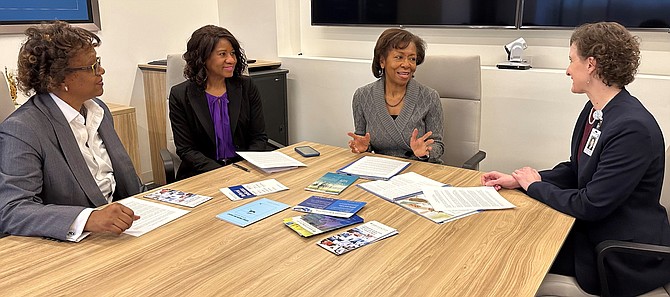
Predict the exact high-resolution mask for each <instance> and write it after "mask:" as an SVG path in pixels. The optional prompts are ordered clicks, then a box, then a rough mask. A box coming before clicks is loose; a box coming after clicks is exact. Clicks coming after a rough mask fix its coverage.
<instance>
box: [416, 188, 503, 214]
mask: <svg viewBox="0 0 670 297" xmlns="http://www.w3.org/2000/svg"><path fill="white" fill-rule="evenodd" d="M423 194H424V195H425V197H426V200H428V201H429V202H430V204H431V205H432V206H433V207H435V210H438V211H467V210H487V209H506V208H514V207H516V206H514V204H512V203H510V202H509V201H507V200H506V199H505V198H504V197H503V196H501V195H500V194H499V193H498V191H496V190H495V189H494V188H493V187H441V188H438V187H425V188H423Z"/></svg>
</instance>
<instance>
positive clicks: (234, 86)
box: [226, 80, 243, 135]
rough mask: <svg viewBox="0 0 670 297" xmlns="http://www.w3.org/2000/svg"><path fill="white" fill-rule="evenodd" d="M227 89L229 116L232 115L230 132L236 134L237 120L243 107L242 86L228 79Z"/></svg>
mask: <svg viewBox="0 0 670 297" xmlns="http://www.w3.org/2000/svg"><path fill="white" fill-rule="evenodd" d="M226 90H227V92H228V116H229V117H230V133H233V135H235V129H236V128H237V121H238V120H239V118H240V109H241V108H242V98H243V97H242V88H241V87H240V85H238V84H234V83H231V82H230V80H226Z"/></svg>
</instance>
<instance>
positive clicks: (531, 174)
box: [512, 167, 542, 191]
mask: <svg viewBox="0 0 670 297" xmlns="http://www.w3.org/2000/svg"><path fill="white" fill-rule="evenodd" d="M512 176H513V177H514V179H516V181H517V182H518V183H519V185H520V186H521V187H522V188H523V189H524V190H526V191H527V190H528V186H530V184H532V183H534V182H536V181H541V180H542V177H541V176H540V173H538V172H537V170H535V169H533V168H530V167H523V168H519V169H517V170H514V172H513V173H512Z"/></svg>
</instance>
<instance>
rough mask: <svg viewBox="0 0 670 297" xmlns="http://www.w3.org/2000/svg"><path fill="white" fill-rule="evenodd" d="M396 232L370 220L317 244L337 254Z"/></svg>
mask: <svg viewBox="0 0 670 297" xmlns="http://www.w3.org/2000/svg"><path fill="white" fill-rule="evenodd" d="M396 234H398V230H396V229H394V228H391V227H389V226H386V225H384V224H382V223H380V222H377V221H371V222H367V223H365V224H363V225H360V226H357V227H355V228H352V229H349V230H347V231H346V232H343V233H339V234H336V235H333V236H330V237H328V238H325V239H323V240H321V241H320V242H319V243H317V245H319V246H320V247H322V248H324V249H326V250H328V251H330V252H331V253H333V254H336V255H338V256H339V255H342V254H344V253H346V252H349V251H352V250H355V249H357V248H359V247H362V246H365V245H368V244H370V243H373V242H375V241H379V240H382V239H384V238H387V237H390V236H393V235H396Z"/></svg>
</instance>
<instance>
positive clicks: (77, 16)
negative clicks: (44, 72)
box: [0, 0, 100, 33]
mask: <svg viewBox="0 0 670 297" xmlns="http://www.w3.org/2000/svg"><path fill="white" fill-rule="evenodd" d="M54 20H61V21H66V22H68V23H72V24H75V25H77V26H80V27H84V28H86V29H89V30H99V29H100V12H99V10H98V0H30V1H26V0H2V1H0V33H22V32H23V31H24V30H25V29H26V28H28V27H29V26H31V25H35V24H39V23H42V22H49V21H54Z"/></svg>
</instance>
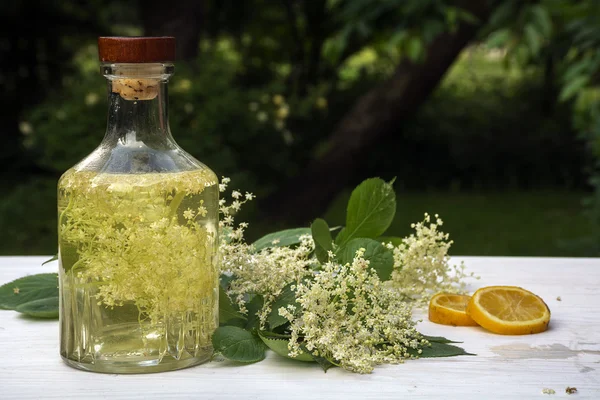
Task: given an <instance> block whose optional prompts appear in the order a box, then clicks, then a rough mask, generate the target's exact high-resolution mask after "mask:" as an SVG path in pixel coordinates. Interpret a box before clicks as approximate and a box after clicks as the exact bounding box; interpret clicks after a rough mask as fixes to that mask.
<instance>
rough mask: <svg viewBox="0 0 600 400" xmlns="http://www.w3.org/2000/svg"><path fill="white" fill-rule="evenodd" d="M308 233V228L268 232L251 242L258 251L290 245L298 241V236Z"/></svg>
mask: <svg viewBox="0 0 600 400" xmlns="http://www.w3.org/2000/svg"><path fill="white" fill-rule="evenodd" d="M310 233H311V232H310V228H294V229H286V230H283V231H278V232H273V233H269V234H268V235H265V236H263V237H261V238H260V239H258V240H257V241H256V242H254V243H253V244H254V249H255V250H256V251H259V250H262V249H264V248H267V247H282V246H291V245H293V244H298V243H300V236H302V235H310ZM273 242H275V243H273Z"/></svg>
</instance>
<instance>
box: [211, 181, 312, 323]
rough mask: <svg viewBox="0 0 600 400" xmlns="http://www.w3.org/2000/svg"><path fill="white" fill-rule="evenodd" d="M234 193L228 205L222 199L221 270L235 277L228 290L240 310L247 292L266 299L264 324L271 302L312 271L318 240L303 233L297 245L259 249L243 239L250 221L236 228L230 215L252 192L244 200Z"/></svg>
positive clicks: (260, 321)
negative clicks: (223, 236)
mask: <svg viewBox="0 0 600 400" xmlns="http://www.w3.org/2000/svg"><path fill="white" fill-rule="evenodd" d="M221 182H222V183H221V185H220V188H221V189H222V191H224V190H226V188H227V184H228V183H229V179H228V178H223V179H222V180H221ZM231 196H232V198H233V199H234V200H233V201H232V203H231V205H229V206H227V205H226V201H225V200H223V199H222V200H220V210H221V213H222V214H223V216H224V218H223V219H222V220H221V222H220V223H219V225H220V227H221V228H222V229H224V230H226V232H227V233H226V234H225V235H224V236H225V237H224V238H223V239H222V240H221V245H220V248H219V251H220V257H221V271H222V272H224V273H226V274H229V275H232V276H233V277H234V279H233V280H232V282H231V285H230V287H229V290H228V291H227V294H228V295H230V296H231V297H232V298H233V299H234V300H235V301H236V303H237V304H238V306H239V307H240V311H241V312H243V313H246V312H247V309H246V301H247V300H248V295H250V294H254V295H260V296H262V297H263V300H264V303H263V306H262V308H261V310H259V312H258V314H257V315H258V317H259V321H260V324H261V327H264V325H265V322H266V319H267V317H268V315H269V313H270V312H271V304H272V303H273V301H275V300H276V299H277V297H278V296H279V295H280V294H281V292H282V290H283V289H284V288H285V287H286V286H287V285H289V284H290V283H296V284H297V283H299V282H300V281H301V280H302V279H303V278H304V277H305V276H307V275H310V274H312V268H311V266H312V265H313V264H314V260H312V259H310V257H309V256H310V254H311V253H312V252H313V251H314V249H315V244H314V242H313V240H312V238H311V237H310V236H309V235H304V236H301V237H300V244H299V245H298V246H296V247H294V248H291V247H287V246H285V247H277V246H274V247H268V248H265V249H262V250H260V251H258V252H256V251H255V250H254V248H253V246H252V245H248V244H246V243H245V242H244V241H243V234H244V229H245V228H247V227H248V224H247V223H245V222H242V223H240V224H239V225H238V227H237V228H236V227H235V226H234V219H233V216H232V215H231V214H232V212H235V211H238V210H239V208H240V206H241V205H243V204H244V203H246V202H247V201H249V200H252V198H253V195H252V194H250V193H246V195H245V196H244V200H242V201H240V200H239V199H240V198H241V197H242V194H241V193H240V192H239V191H236V190H234V191H233V192H232V194H231ZM276 244H277V243H273V245H276Z"/></svg>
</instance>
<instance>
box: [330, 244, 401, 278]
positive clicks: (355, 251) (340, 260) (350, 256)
mask: <svg viewBox="0 0 600 400" xmlns="http://www.w3.org/2000/svg"><path fill="white" fill-rule="evenodd" d="M359 249H365V255H364V259H365V260H368V261H369V266H370V267H371V268H373V269H374V270H375V271H377V275H378V276H379V279H381V280H382V281H387V280H389V279H390V277H391V276H392V270H393V269H394V257H393V256H392V252H391V251H390V250H388V249H386V248H385V247H384V246H383V245H382V244H381V243H379V242H378V241H376V240H373V239H367V238H354V239H352V240H350V241H349V242H348V243H346V244H345V245H344V246H342V247H340V249H339V250H338V251H337V253H336V256H337V258H338V261H339V262H340V263H341V264H346V263H352V260H353V259H354V257H355V256H356V252H357V250H359Z"/></svg>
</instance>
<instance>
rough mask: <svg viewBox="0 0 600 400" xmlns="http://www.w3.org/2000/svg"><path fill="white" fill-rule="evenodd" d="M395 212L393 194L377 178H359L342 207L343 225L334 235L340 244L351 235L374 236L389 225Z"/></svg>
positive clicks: (373, 236) (393, 190)
mask: <svg viewBox="0 0 600 400" xmlns="http://www.w3.org/2000/svg"><path fill="white" fill-rule="evenodd" d="M395 214H396V194H395V193H394V188H393V187H392V185H391V182H390V183H387V182H385V181H383V180H382V179H379V178H371V179H367V180H366V181H363V182H362V183H361V184H360V185H358V186H357V187H356V189H354V190H353V191H352V195H351V196H350V200H349V201H348V208H347V210H346V227H345V228H343V229H342V230H341V232H340V233H339V234H338V235H337V237H336V238H335V242H336V244H337V245H338V246H340V247H342V246H344V245H345V244H346V243H348V242H349V241H350V240H351V239H354V238H359V237H363V238H376V237H378V236H381V235H382V234H383V233H384V232H385V231H386V230H387V228H389V226H390V224H391V223H392V220H393V219H394V215H395Z"/></svg>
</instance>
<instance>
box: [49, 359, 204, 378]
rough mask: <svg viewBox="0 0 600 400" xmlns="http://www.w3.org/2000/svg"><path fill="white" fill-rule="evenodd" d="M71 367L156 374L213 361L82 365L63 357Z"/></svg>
mask: <svg viewBox="0 0 600 400" xmlns="http://www.w3.org/2000/svg"><path fill="white" fill-rule="evenodd" d="M61 357H62V359H63V361H64V362H65V363H66V364H67V365H68V366H70V367H73V368H76V369H80V370H83V371H89V372H99V373H104V374H146V373H156V372H167V371H175V370H178V369H184V368H189V367H193V366H196V365H200V364H203V363H205V362H207V361H209V360H210V359H211V354H207V355H205V356H204V357H193V358H188V359H185V360H173V361H168V360H162V361H160V362H159V361H158V360H144V361H139V362H130V361H128V362H123V361H106V360H98V361H96V362H94V363H82V362H78V361H74V360H71V359H68V358H66V357H64V356H61Z"/></svg>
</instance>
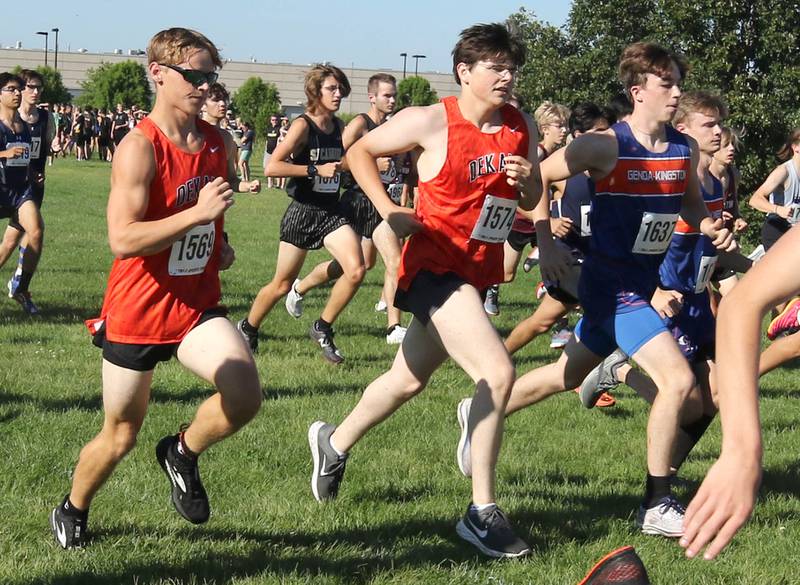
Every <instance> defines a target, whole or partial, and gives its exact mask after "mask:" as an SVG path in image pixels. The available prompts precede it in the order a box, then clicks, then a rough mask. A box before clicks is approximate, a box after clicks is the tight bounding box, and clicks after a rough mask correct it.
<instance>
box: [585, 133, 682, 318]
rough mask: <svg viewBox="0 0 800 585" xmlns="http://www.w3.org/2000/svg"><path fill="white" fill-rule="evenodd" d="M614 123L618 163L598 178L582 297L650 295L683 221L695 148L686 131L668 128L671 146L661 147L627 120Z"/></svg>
mask: <svg viewBox="0 0 800 585" xmlns="http://www.w3.org/2000/svg"><path fill="white" fill-rule="evenodd" d="M612 129H613V130H614V133H615V135H616V139H617V147H618V155H617V164H616V166H615V167H614V169H613V170H612V171H611V172H610V173H609V174H608V176H606V177H603V178H602V179H601V180H599V181H597V182H596V184H595V196H594V198H593V200H592V214H591V219H590V222H589V223H590V226H591V231H592V235H591V236H590V240H589V254H588V256H587V258H586V261H585V262H584V265H583V271H582V275H581V289H582V294H581V301H584V299H586V302H590V299H589V297H591V296H593V295H594V296H597V295H603V296H606V297H608V296H616V295H619V294H620V293H624V294H625V295H627V294H628V293H635V294H637V295H639V296H641V297H642V298H646V299H648V300H649V299H650V296H651V295H652V293H653V291H654V290H655V288H656V286H657V285H658V268H659V266H660V265H661V261H662V260H663V259H664V255H665V254H666V252H667V248H668V247H669V243H670V240H671V238H672V232H673V230H674V228H675V224H676V223H677V221H678V212H679V211H680V208H681V202H682V201H683V195H684V193H685V191H686V186H687V184H688V176H689V172H690V169H691V151H690V149H689V146H688V144H687V142H686V138H685V137H684V136H683V134H681V133H680V132H678V131H677V130H675V129H674V128H672V127H671V126H667V127H666V129H665V131H666V138H667V143H668V146H667V149H666V150H665V151H664V152H661V153H655V152H651V151H648V150H646V149H645V148H644V147H643V146H642V145H641V144H639V142H638V141H637V140H636V138H635V137H634V136H633V133H632V132H631V128H630V126H629V125H628V124H627V122H618V123H617V124H614V126H612ZM584 306H585V303H584Z"/></svg>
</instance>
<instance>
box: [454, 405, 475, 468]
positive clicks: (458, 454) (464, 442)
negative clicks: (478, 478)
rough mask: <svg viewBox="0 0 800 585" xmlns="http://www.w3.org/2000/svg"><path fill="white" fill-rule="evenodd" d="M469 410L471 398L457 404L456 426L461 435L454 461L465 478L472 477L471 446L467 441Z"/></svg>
mask: <svg viewBox="0 0 800 585" xmlns="http://www.w3.org/2000/svg"><path fill="white" fill-rule="evenodd" d="M470 408H472V398H465V399H464V400H462V401H461V402H459V403H458V407H457V408H456V416H457V417H458V426H459V428H460V429H461V435H460V436H459V439H458V448H457V449H456V461H457V462H458V468H459V469H460V470H461V473H462V474H463V475H464V476H465V477H472V452H471V449H472V446H471V444H470V440H469V439H470V437H469V435H470V433H469V409H470Z"/></svg>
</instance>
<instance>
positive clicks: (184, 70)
=======
__ASSIGNED TASK__:
The answer should consist only of the lines above from the one with "positive clicks: (77, 16)" through the one with "positive clicks: (260, 321)", repeated exactly, with no pictures among them.

__YOUR SOLUTION__:
positive clicks: (77, 16)
negative clicks: (44, 72)
box: [0, 0, 100, 33]
mask: <svg viewBox="0 0 670 297" xmlns="http://www.w3.org/2000/svg"><path fill="white" fill-rule="evenodd" d="M54 20H61V21H66V22H68V23H72V24H75V25H77V26H80V27H84V28H86V29H89V30H99V29H100V12H99V10H98V0H30V1H26V0H2V1H0V33H22V32H23V31H24V30H25V29H26V28H28V27H29V26H31V25H35V24H39V23H42V22H49V21H54Z"/></svg>
</instance>
Task: given an <instance> block whose optional prompts appear in the order a box, then clicks, then a rough mask, generate the target's exact high-resolution mask after "mask:" as an SVG path in pixel coordinates. Interpret a box before clicks as approximate and a box after clicks as the exact bounding box; interpret clicks after a rough mask as fixes to that mask.
<instance>
rough mask: <svg viewBox="0 0 600 400" xmlns="http://www.w3.org/2000/svg"><path fill="white" fill-rule="evenodd" d="M308 233V228L268 232L251 242L258 251L290 245L298 241V236Z"/></svg>
mask: <svg viewBox="0 0 600 400" xmlns="http://www.w3.org/2000/svg"><path fill="white" fill-rule="evenodd" d="M310 233H311V232H310V228H294V229H286V230H283V231H278V232H273V233H269V234H268V235H265V236H263V237H261V238H260V239H258V240H257V241H256V242H254V243H253V244H254V249H255V250H256V251H259V250H262V249H264V248H267V247H282V246H291V245H293V244H298V243H300V236H302V235H310ZM273 242H275V243H273Z"/></svg>
</instance>
<instance>
box: [211, 181, 312, 323]
rough mask: <svg viewBox="0 0 600 400" xmlns="http://www.w3.org/2000/svg"><path fill="white" fill-rule="evenodd" d="M234 193L228 205L222 199L221 270L235 277L228 290L240 310L247 292L266 299L264 324L271 302L312 271L318 240L303 233L297 245L259 249L243 239L250 221L236 228L230 215L252 192L244 200Z"/></svg>
positive clicks: (260, 321)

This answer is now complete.